Stored dataset items:
------------------------------------------------

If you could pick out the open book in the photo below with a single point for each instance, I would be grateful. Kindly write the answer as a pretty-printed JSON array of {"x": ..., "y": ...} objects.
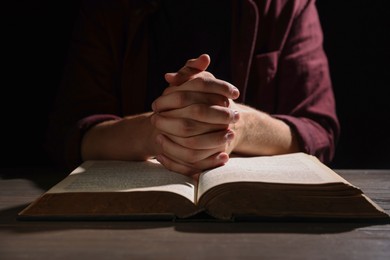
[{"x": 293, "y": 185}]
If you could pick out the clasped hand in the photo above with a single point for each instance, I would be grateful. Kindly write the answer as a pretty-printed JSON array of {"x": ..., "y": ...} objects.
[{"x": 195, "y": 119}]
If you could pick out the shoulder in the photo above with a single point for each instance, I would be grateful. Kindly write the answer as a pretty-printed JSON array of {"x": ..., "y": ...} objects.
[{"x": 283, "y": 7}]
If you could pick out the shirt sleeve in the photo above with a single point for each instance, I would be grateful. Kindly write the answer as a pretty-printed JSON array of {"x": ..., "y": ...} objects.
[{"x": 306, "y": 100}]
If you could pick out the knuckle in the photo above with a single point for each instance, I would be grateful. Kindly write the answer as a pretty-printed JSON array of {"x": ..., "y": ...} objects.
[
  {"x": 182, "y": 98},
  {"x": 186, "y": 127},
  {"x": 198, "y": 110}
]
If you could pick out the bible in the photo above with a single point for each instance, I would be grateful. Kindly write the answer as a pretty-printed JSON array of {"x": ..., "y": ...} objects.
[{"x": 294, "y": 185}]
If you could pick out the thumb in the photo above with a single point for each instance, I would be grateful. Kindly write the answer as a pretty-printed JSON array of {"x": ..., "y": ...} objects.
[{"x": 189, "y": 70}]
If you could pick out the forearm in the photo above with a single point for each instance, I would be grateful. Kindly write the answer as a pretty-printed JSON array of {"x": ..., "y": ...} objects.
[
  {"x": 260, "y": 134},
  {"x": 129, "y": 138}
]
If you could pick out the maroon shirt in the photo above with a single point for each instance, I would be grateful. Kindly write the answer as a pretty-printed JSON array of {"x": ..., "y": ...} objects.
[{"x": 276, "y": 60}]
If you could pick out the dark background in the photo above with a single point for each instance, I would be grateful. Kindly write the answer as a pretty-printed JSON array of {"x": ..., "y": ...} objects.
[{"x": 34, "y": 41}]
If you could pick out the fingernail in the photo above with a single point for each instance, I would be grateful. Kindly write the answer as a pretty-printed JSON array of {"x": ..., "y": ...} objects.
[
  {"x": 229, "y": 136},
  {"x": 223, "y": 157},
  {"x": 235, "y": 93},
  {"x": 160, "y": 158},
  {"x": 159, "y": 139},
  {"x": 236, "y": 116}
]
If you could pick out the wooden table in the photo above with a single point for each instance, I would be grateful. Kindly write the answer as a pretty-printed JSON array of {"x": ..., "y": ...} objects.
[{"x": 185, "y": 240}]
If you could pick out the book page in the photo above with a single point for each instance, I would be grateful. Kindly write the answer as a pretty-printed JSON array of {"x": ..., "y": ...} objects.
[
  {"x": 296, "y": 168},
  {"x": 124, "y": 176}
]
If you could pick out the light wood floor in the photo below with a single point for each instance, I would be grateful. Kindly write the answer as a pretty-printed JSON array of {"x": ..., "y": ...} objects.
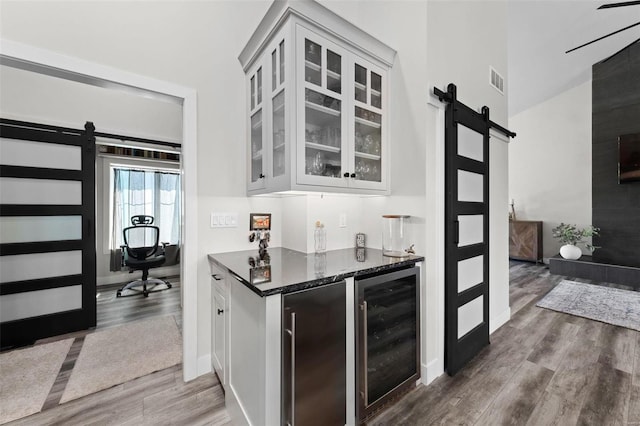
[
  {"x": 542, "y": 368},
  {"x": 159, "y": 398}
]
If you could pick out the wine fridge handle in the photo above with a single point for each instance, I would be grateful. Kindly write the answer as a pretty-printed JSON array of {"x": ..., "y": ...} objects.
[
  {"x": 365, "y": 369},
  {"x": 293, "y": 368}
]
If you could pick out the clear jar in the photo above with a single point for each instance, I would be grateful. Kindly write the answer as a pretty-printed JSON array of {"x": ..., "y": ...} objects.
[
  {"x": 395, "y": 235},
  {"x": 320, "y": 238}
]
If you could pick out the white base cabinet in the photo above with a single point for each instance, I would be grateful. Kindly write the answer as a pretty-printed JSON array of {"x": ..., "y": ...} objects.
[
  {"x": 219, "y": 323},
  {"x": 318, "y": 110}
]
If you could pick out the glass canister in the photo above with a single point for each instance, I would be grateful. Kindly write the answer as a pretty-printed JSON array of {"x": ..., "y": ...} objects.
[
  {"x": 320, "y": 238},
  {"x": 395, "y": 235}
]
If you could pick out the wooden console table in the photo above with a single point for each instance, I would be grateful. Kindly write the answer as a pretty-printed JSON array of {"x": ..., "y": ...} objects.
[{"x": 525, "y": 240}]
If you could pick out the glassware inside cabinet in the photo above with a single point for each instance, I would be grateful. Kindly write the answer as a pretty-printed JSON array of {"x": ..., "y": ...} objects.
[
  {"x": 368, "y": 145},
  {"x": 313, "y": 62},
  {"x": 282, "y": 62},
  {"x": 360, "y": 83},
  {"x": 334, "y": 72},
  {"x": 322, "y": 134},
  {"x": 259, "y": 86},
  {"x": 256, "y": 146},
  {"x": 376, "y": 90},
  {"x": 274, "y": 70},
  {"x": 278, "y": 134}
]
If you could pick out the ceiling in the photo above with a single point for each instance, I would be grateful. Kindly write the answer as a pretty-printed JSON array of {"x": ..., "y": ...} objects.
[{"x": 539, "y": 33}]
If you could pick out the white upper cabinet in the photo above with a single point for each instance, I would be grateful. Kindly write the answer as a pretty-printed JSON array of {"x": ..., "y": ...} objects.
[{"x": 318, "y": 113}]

------------------------------------------------

Problem to solve: Without the pictures, restate all of the entries above verbatim.

Full answer:
If you could pick out the open book in the photo below with a single point for each instance, I would be grateful. Kindly write the answer as a pretty-printed JSON array of {"x": ..., "y": ...} objects.
[{"x": 293, "y": 185}]
If you could pick out the clasped hand in the photo above with a single point for each instance, I would be grateful. Kindly write the answer as a pretty-printed JSON array of {"x": ..., "y": ...} objects.
[{"x": 195, "y": 119}]
If you could pick out the shoulder in the photo above with a single point for each instance, I would be grateful. Kindly write the answer as a pretty-printed JSON array of {"x": ..., "y": ...} objects.
[{"x": 283, "y": 7}]
If you could pick out the shirt sleeve in the photo above with a single point for each instance, I would be grateful. Kindly write the answer as a pretty-printed JSON array of {"x": ..., "y": ...} objects.
[{"x": 306, "y": 100}]
If you could pick out the knuckle in the photo above with a single point for each instance, I would be grateful. Kindly write the answer as a pretty-printed JSON array of {"x": ..., "y": ...} objects.
[
  {"x": 182, "y": 98},
  {"x": 186, "y": 127},
  {"x": 198, "y": 110}
]
If you could pick out the bible in the photo above with a single point for each instance, I would be grateful. Kindly write the answer as a pretty-printed JSON array of {"x": ..., "y": ...} objects.
[{"x": 294, "y": 185}]
If you could pick out the thumb in the photo above with a single point for each instance, I would be grateful. Kindly write the answer as a pretty-printed JSON array of {"x": ..., "y": ...} objects.
[{"x": 189, "y": 70}]
If you could pick out the forearm in the photo above with a single point for each instance, I would be grateful. Kindly write the answer as a pretty-printed JSON array of {"x": ..., "y": ...} objects.
[
  {"x": 260, "y": 134},
  {"x": 129, "y": 138}
]
If you could pick out the maroon shirt in the photo above with a single point for each instance, I would be grateful. Kindly write the answer as a pretty-printed JSON array of {"x": ..., "y": ...} objects.
[{"x": 276, "y": 60}]
If you could pick out the dark background in the photo above with a single point for each instance, I would be grateful. Kindly write the answer as a pretty-printed JSON array of {"x": ..., "y": ...} objects.
[{"x": 34, "y": 41}]
If you could pick out the fingernail in the photo above with a single point for each instance, I would be grateful. Kindly write the answer as a pretty-printed JSON array of {"x": ..., "y": ...} objects.
[
  {"x": 229, "y": 136},
  {"x": 223, "y": 157},
  {"x": 235, "y": 93},
  {"x": 160, "y": 158},
  {"x": 159, "y": 139},
  {"x": 236, "y": 116}
]
If you could pick out the wooden table in the photo above with a single point for each instance, I would be grateful. Kindly write the answer as a pretty-printed JSON array of {"x": ..., "y": ...} objects.
[{"x": 185, "y": 240}]
If you could pick out the book page in the photo above with a single point for each instance, I would be grateful. Kindly write the answer as a pretty-printed JSON array of {"x": ..., "y": ...} objects.
[
  {"x": 296, "y": 168},
  {"x": 124, "y": 176}
]
If you could pick out the light wood floor in the photo below with a single point for each instance, I would be grateful. Kindly write the answer as a pretty-printed JSON array of {"x": ..., "y": ...} objects.
[
  {"x": 542, "y": 368},
  {"x": 159, "y": 398}
]
If you could pick out the wine fridge handle in the photo above with a single point for each instance, I would be grateful. Kindly write the answer as a pretty-printed JSON array of {"x": ..., "y": ...} objects.
[
  {"x": 365, "y": 369},
  {"x": 293, "y": 368}
]
If you could pick out the clear jar in the photo above with a single point for each instance, I would be grateful. Kindly write the answer as a pretty-printed JSON array of {"x": ..., "y": ...} objects.
[
  {"x": 395, "y": 235},
  {"x": 320, "y": 238}
]
If you could pick out the white base cabinet in the photo above with a single point for each instance, I would be grateful. Kindly write the answer as a pretty-printed JSON array of {"x": ..., "y": ...} objects.
[
  {"x": 219, "y": 323},
  {"x": 318, "y": 110}
]
If you could pick out the glass canister in the photo above with a single point for each instance, I would be grateful. Kindly write the answer as a pretty-printed JSON array of {"x": ..., "y": ...} objects.
[
  {"x": 320, "y": 238},
  {"x": 395, "y": 235}
]
If you could pick out the wooden console table in the photo above with a single point for each instance, I would be grateful. Kindly write the answer as a pretty-printed JSON array of {"x": ..., "y": ...} objects.
[{"x": 525, "y": 240}]
If you could pick out the glassware inside cabinet in the photo above with a single point for each instance, I would be grateful. Kindly write the answer as a pretty-printed JSON array of {"x": ..., "y": ...} objects.
[
  {"x": 368, "y": 145},
  {"x": 313, "y": 62},
  {"x": 282, "y": 62},
  {"x": 360, "y": 83},
  {"x": 334, "y": 72},
  {"x": 322, "y": 134},
  {"x": 259, "y": 86},
  {"x": 256, "y": 146},
  {"x": 376, "y": 90},
  {"x": 274, "y": 70},
  {"x": 278, "y": 134}
]
If you could pick out the ceiling in the photo above with a single point for each instance, I would be grateful. Kindly write the answer as a pretty-printed JSON array of {"x": ..., "y": ...} objects.
[{"x": 539, "y": 33}]
If you could pick out the white upper cabinet in the photo above with a single point for each instance, I would be grateful. Kindly write the answer as a pretty-printed JSON array of {"x": ..., "y": ...} objects.
[{"x": 318, "y": 113}]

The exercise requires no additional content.